>> begin RECORDS TO PROCESS
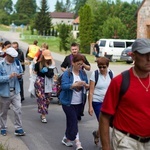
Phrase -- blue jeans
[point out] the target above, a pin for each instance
(97, 107)
(72, 112)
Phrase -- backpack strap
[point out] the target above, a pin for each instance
(125, 83)
(110, 74)
(96, 76)
(17, 62)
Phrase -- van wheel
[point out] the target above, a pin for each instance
(112, 60)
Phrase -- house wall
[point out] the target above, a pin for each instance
(143, 20)
(56, 21)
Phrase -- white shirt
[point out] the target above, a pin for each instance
(101, 86)
(76, 96)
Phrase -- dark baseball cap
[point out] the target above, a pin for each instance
(141, 45)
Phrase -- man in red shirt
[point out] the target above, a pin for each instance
(131, 123)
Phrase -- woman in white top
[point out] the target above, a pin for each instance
(98, 87)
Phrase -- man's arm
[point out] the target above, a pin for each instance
(86, 65)
(64, 64)
(27, 52)
(104, 120)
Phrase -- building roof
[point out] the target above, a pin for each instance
(139, 7)
(64, 15)
(77, 20)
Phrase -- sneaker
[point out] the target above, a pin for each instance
(3, 132)
(66, 142)
(96, 138)
(43, 120)
(19, 132)
(79, 147)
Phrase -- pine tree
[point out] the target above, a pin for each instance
(85, 29)
(27, 7)
(43, 19)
>> end RECORDS TO PROCESS
» TASK PROMPT
Rewrite all the items above as a numbered list, leaving out blank lines. Omit the pictures from your answer.

» RESULT OF THE TASK
1. Phrase -- blue jeans
2. [point out] the target above, a pin for each instance
3. (97, 107)
4. (72, 112)
5. Phrase -- backpack strap
6. [point out] the target above, a pin for each instance
7. (125, 83)
8. (110, 74)
9. (96, 76)
10. (17, 62)
11. Phrase -- van wheel
12. [point out] the target above, a pin for each instance
13. (112, 60)
14. Phrase -- house wall
15. [point out] the target above, a pin for each instance
16. (143, 20)
17. (56, 21)
18. Phrase -- white shirt
19. [point out] the target above, a pin for each instance
20. (101, 86)
21. (76, 96)
22. Phrase -- dark baseball cap
23. [point out] the target above, a pin for each instance
24. (141, 45)
25. Phrase -- man in red shirt
26. [point out] the target above, a pin for each instance
27. (131, 123)
28. Phrase -- woman in white top
29. [point out] the target above, a pin for each instance
30. (98, 87)
31. Phrase -- man's arm
32. [point out] the target above, a pin for each instance
33. (86, 65)
34. (64, 64)
35. (27, 52)
36. (104, 120)
37. Phrase -- building roof
38. [point out] the target above, a pin for each instance
39. (139, 7)
40. (64, 15)
41. (77, 20)
42. Phrase -- sneaker
43. [point out] the target above, a pin for each instance
44. (3, 132)
45. (66, 142)
46. (96, 138)
47. (43, 120)
48. (19, 132)
49. (79, 147)
50. Phrase -- pine tree
51. [point out] the target above, a pin for each instance
52. (85, 29)
53. (27, 7)
54. (43, 19)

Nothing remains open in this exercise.